What you have to do -
Transcribe the rows below verbatim, starting at the line that contains "the dark suit" and ending with the last of the rows, including both.

Exercise input -
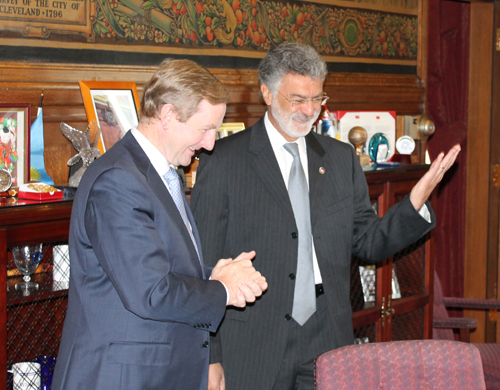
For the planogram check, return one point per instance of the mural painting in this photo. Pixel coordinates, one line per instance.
(384, 31)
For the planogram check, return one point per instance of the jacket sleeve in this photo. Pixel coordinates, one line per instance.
(209, 204)
(122, 229)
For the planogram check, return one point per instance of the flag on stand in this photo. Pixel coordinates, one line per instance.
(37, 162)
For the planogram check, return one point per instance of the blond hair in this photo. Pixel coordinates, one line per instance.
(184, 84)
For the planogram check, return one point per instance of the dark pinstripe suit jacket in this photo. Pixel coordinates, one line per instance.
(241, 203)
(138, 293)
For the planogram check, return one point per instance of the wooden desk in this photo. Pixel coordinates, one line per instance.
(31, 325)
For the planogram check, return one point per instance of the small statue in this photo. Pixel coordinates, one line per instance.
(358, 136)
(86, 145)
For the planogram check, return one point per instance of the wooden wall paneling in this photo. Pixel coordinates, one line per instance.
(492, 328)
(478, 158)
(24, 82)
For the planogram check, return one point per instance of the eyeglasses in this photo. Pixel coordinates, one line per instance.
(317, 101)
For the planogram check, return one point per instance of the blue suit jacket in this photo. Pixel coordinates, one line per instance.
(140, 308)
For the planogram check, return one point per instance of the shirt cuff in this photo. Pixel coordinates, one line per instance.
(424, 213)
(225, 288)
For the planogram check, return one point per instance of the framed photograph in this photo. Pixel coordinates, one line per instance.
(114, 106)
(14, 141)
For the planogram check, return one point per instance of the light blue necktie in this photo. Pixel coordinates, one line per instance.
(174, 184)
(304, 300)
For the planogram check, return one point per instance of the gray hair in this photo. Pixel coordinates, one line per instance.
(290, 58)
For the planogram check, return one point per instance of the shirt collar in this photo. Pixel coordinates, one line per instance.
(157, 159)
(277, 140)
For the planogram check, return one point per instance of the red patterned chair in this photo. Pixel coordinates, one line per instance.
(397, 365)
(443, 326)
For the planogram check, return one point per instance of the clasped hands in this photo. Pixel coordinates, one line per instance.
(243, 281)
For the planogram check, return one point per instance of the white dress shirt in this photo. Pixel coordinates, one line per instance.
(285, 161)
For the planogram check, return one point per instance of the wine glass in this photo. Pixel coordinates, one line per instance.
(27, 259)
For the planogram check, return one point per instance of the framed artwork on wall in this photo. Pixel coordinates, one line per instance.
(14, 141)
(114, 106)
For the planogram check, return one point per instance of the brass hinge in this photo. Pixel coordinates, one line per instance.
(386, 313)
(496, 175)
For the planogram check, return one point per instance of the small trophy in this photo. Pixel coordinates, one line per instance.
(357, 137)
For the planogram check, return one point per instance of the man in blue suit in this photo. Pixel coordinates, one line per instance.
(141, 302)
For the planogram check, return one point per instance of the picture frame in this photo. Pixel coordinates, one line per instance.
(15, 140)
(114, 106)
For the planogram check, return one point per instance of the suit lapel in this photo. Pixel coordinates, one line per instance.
(266, 165)
(316, 169)
(158, 186)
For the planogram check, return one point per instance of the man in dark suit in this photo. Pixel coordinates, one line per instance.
(245, 197)
(140, 303)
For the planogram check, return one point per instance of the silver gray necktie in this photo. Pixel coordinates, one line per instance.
(174, 184)
(304, 300)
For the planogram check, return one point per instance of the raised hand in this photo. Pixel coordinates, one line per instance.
(423, 189)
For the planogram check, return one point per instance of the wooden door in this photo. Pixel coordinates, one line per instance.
(399, 305)
(482, 241)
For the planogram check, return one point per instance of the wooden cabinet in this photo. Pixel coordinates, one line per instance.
(31, 325)
(399, 303)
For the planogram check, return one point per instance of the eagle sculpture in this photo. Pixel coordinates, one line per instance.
(85, 143)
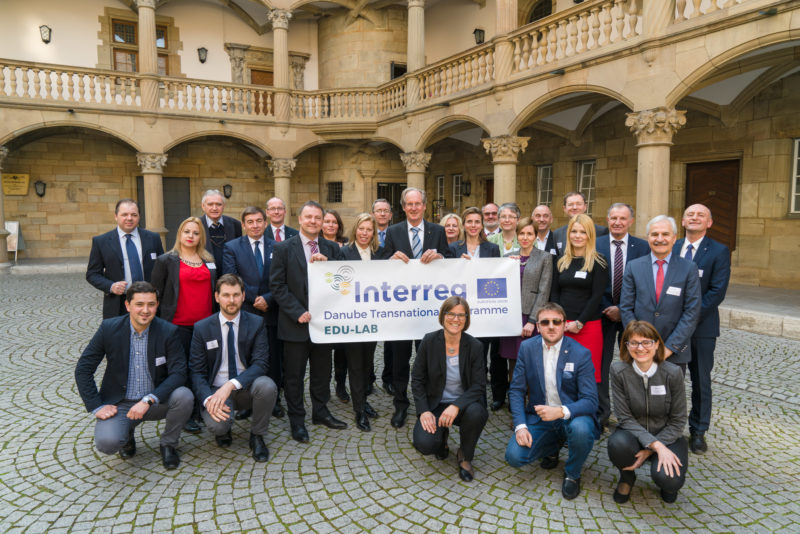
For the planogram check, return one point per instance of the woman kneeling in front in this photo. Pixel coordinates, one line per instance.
(650, 405)
(449, 385)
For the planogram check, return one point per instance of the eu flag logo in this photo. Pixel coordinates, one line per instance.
(492, 288)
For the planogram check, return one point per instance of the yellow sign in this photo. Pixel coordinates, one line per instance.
(15, 184)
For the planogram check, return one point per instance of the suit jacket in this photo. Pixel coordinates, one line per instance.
(636, 249)
(251, 347)
(676, 315)
(106, 265)
(713, 261)
(576, 389)
(238, 258)
(429, 374)
(166, 362)
(166, 279)
(397, 239)
(289, 282)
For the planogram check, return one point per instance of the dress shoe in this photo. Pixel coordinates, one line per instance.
(169, 457)
(570, 488)
(260, 450)
(224, 440)
(362, 422)
(299, 433)
(330, 421)
(399, 418)
(243, 414)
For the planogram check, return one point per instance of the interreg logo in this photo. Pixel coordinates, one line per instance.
(342, 280)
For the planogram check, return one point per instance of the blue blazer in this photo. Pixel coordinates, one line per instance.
(713, 261)
(636, 249)
(576, 389)
(204, 362)
(106, 265)
(675, 316)
(238, 258)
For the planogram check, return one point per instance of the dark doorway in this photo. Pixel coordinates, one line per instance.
(715, 184)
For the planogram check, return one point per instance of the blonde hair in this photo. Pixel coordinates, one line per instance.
(590, 255)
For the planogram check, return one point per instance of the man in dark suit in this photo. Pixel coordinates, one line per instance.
(228, 363)
(664, 290)
(145, 370)
(219, 228)
(618, 248)
(557, 377)
(414, 238)
(713, 260)
(289, 283)
(122, 256)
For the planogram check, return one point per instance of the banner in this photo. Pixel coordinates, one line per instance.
(391, 300)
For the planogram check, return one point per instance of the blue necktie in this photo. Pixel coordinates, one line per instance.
(232, 372)
(133, 260)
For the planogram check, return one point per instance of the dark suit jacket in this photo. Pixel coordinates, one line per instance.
(238, 258)
(113, 341)
(251, 347)
(713, 261)
(636, 249)
(429, 374)
(166, 278)
(675, 316)
(289, 283)
(106, 265)
(576, 389)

Answer to this problem -
For the planogram check, return one point per instance of the dark suit jacket in this photo. Pixel coordinates, one line per instance.
(238, 258)
(113, 341)
(251, 347)
(713, 261)
(636, 249)
(429, 374)
(166, 278)
(675, 316)
(289, 283)
(106, 265)
(576, 389)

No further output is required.